- **Records shown**:
========================================================================
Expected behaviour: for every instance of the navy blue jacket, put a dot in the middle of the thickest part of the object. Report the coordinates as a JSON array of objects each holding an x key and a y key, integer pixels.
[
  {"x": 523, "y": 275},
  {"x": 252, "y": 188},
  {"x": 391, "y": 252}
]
========================================================================
- **Your task**:
Write out every line of the records above again, unchanged and in the same order.

- **Answer for this exercise**:
Expected behaviour: for every instance of the navy blue jacket, put a dot in the middle of the thickest part of the object. Report the coordinates as a JSON array of objects each holding an x key and a y key, integer pixels.
[
  {"x": 523, "y": 275},
  {"x": 252, "y": 188},
  {"x": 391, "y": 252}
]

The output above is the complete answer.